WRITTEN REQUEST: Gather every row below that contains the word "horn", copying each one in full.

Lines of data:

----------------

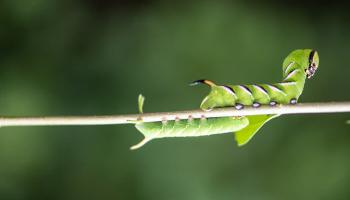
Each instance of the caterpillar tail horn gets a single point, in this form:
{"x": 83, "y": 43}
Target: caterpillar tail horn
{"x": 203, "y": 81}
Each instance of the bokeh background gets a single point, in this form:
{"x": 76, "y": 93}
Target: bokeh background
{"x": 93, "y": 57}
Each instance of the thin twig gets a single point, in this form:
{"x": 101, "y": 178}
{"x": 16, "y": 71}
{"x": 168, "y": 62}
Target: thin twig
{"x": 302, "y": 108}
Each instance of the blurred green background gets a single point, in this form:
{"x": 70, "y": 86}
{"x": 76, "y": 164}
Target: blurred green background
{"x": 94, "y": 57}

----------------

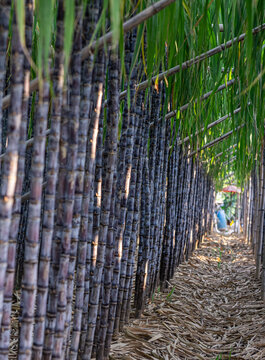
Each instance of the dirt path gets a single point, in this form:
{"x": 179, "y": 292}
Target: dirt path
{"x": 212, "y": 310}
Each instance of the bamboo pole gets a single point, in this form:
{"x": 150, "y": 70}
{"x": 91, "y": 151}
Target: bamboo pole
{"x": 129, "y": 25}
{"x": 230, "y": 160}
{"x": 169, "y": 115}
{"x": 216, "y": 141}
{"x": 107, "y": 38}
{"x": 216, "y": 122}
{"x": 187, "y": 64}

----------------

REPLY TO THE TASK:
Each instance of the caterpillar tail horn gets a single point, in this form:
Target: caterpillar tail horn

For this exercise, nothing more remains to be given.